Data section:
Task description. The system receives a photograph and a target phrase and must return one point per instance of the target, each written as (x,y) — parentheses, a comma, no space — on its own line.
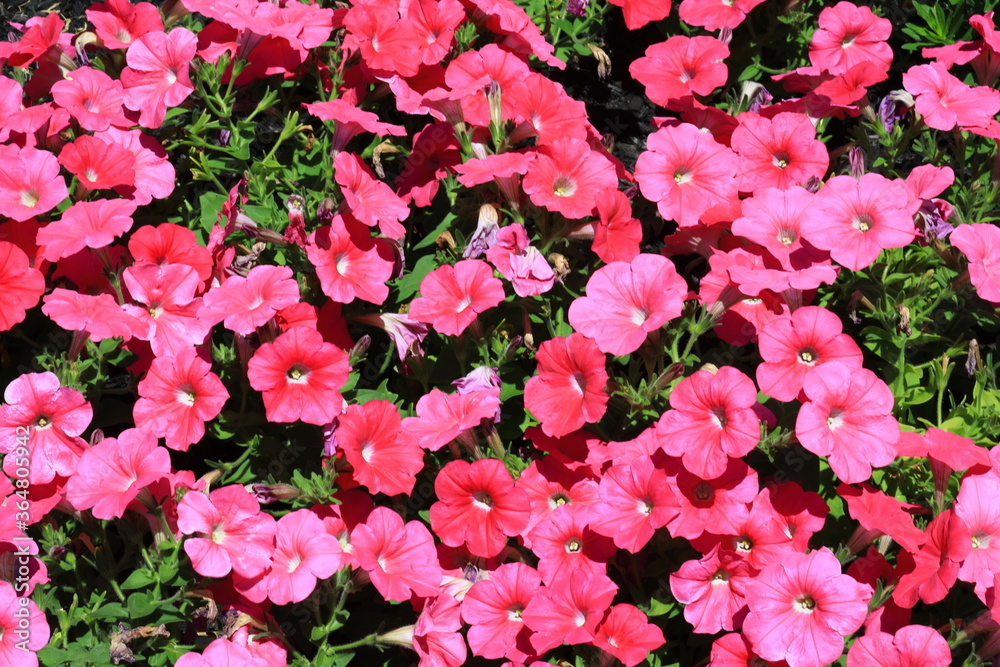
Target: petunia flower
(569,389)
(232,534)
(478,506)
(452,296)
(112,473)
(300,376)
(627,301)
(178,395)
(802,608)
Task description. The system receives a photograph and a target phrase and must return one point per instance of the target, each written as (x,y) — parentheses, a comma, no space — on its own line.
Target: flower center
(563,186)
(186,394)
(863,222)
(482,500)
(297,374)
(805,604)
(30,198)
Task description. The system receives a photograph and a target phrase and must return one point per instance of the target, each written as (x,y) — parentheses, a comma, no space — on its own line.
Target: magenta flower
(712,419)
(848,418)
(53,417)
(303,553)
(111,474)
(626,301)
(233,534)
(687,173)
(300,376)
(177,396)
(568,391)
(452,296)
(857,219)
(802,608)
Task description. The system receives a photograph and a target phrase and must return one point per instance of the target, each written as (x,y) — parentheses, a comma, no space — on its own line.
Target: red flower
(778,152)
(687,173)
(856,219)
(567,176)
(848,419)
(86,224)
(92,97)
(400,559)
(568,391)
(30,183)
(493,607)
(300,375)
(157,73)
(350,264)
(793,345)
(177,396)
(20,285)
(478,506)
(452,296)
(385,458)
(681,66)
(627,301)
(626,634)
(712,419)
(111,474)
(849,35)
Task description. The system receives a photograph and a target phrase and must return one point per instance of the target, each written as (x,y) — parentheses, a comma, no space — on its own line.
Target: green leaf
(138,579)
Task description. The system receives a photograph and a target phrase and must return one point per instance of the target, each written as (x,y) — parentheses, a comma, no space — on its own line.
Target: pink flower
(627,301)
(21,285)
(627,634)
(687,173)
(234,535)
(86,224)
(24,629)
(681,66)
(980,242)
(567,175)
(157,73)
(802,608)
(493,607)
(111,474)
(30,183)
(856,219)
(712,419)
(53,417)
(178,395)
(385,458)
(478,506)
(520,262)
(778,152)
(944,101)
(400,559)
(243,304)
(793,345)
(635,501)
(443,417)
(849,35)
(713,590)
(349,262)
(452,296)
(848,419)
(914,645)
(300,376)
(303,553)
(568,391)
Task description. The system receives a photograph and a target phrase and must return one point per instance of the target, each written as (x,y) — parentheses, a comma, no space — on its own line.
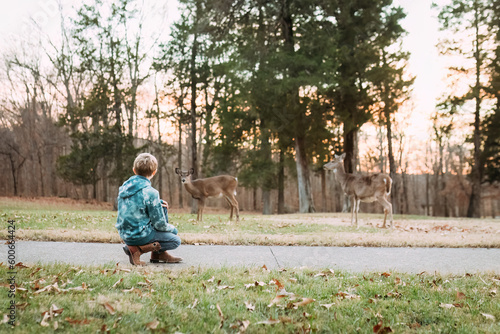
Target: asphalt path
(455,261)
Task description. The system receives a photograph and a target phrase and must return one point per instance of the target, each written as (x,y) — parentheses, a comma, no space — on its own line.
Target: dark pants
(167,240)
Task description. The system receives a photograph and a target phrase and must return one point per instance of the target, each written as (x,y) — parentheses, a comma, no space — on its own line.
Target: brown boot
(135,252)
(164,257)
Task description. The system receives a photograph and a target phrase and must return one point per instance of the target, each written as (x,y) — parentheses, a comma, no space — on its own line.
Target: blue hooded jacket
(140,213)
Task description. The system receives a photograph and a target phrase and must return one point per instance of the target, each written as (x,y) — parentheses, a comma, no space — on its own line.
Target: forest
(263,90)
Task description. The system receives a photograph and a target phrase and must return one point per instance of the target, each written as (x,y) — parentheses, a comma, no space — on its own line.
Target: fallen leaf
(109,308)
(276,300)
(460,295)
(153,324)
(77,321)
(488,316)
(225,287)
(379,329)
(44,322)
(305,301)
(194,304)
(346,295)
(447,306)
(117,282)
(278,284)
(240,325)
(250,307)
(327,306)
(269,322)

Problem to solve: In full and without changes, repeat the listing above, but not its pictures.

Exercise result:
Task description. The system receives a photograph and a target phrase and must return one point per instance of the target, each written as (x,y) — parentheses, a comma, no space — on its own line.
Target: petunia flower
(569,389)
(232,534)
(478,506)
(452,296)
(112,473)
(300,376)
(627,301)
(178,395)
(802,608)
Task description. The system receives a photograph and a target phrase and must return one point per instance of the target, each written as (x,y) — parentheses, a comma, no space — on its own line.
Target: flower center
(563,186)
(186,394)
(863,222)
(482,500)
(297,374)
(805,604)
(30,198)
Task description. The system receives a photograph and a target phrase and must return one point per instance of the target, each written as (x,y) — parentheses, a comma, no space — on its own line.
Target: magenta flower
(712,419)
(848,418)
(53,417)
(303,553)
(111,474)
(626,301)
(233,534)
(687,173)
(300,376)
(177,396)
(568,391)
(452,296)
(857,219)
(802,608)
Task description. The system receives a photograph and a target phrase and must return one point per instance of the target, each written as (x,y) — parentheses, a comma, no space — on its own line.
Target: red flower
(778,152)
(687,173)
(856,219)
(567,176)
(848,419)
(86,224)
(92,97)
(400,559)
(568,391)
(30,183)
(493,607)
(300,375)
(157,73)
(350,264)
(793,345)
(177,396)
(20,285)
(478,506)
(452,296)
(385,458)
(681,66)
(627,301)
(626,634)
(712,419)
(111,474)
(849,35)
Task description. The system receives a photograph and a target phrase and must return one point per instance of the target, each written as (x,y) — parentheses, a comma, no space — on its own line.
Target: green leaf
(138,579)
Task description. The system receives a photograph and a target phrase and must return one point per instance of the target, each written as (x,y) — parentheses, a comma, no space — on its own line.
Target: pink flower
(627,301)
(21,285)
(627,634)
(687,173)
(234,535)
(86,224)
(24,629)
(681,66)
(980,242)
(567,175)
(157,73)
(802,608)
(493,607)
(111,474)
(30,183)
(856,219)
(712,419)
(53,417)
(178,395)
(385,458)
(478,506)
(520,262)
(778,152)
(944,101)
(400,559)
(243,304)
(793,345)
(635,501)
(443,417)
(849,35)
(713,590)
(349,262)
(452,296)
(848,419)
(914,645)
(300,376)
(303,553)
(568,391)
Task description. The system receives a photograph and a target phrase and must return one point per instance of the target, each written as (x,y) — parentheses, a comma, no space — on its own line.
Target: asphalt path
(455,261)
Task description. The system receives a photograph and a target phrase and must return one point per instance of the target, each written as (x,y) — parentheses, a comma, no space — on its own line.
Target: dark pants
(167,240)
Task description. The system receives a photograph and a target phrase and must return one point per instance of the target, each written as (x,y) — parentheses, a comma, no space — on its own line.
Target: brown boot
(135,252)
(164,257)
Task description. The system receives a photograph and a target phrase and must return one point per instance of the target, each written as (x,y) — parentheses, a comma, no space — on its own line.
Target: blue hooded jacket
(140,213)
Task description. The system receives a photograph and a target phrase and must return one point per instance of the target, each written as (x,y) — parentheses, a comma, no space — on its own line.
Target: forest
(263,90)
Task description. The system receives a photograph and a target phrase and must return one point per instance of the target, each written as (x,y) — parentheses, a comma, no space — on its own line.
Target: fallen leaf
(109,308)
(276,300)
(460,295)
(153,324)
(77,321)
(488,316)
(225,287)
(379,329)
(44,322)
(305,301)
(194,304)
(346,295)
(447,306)
(117,282)
(278,284)
(240,325)
(250,307)
(327,306)
(269,322)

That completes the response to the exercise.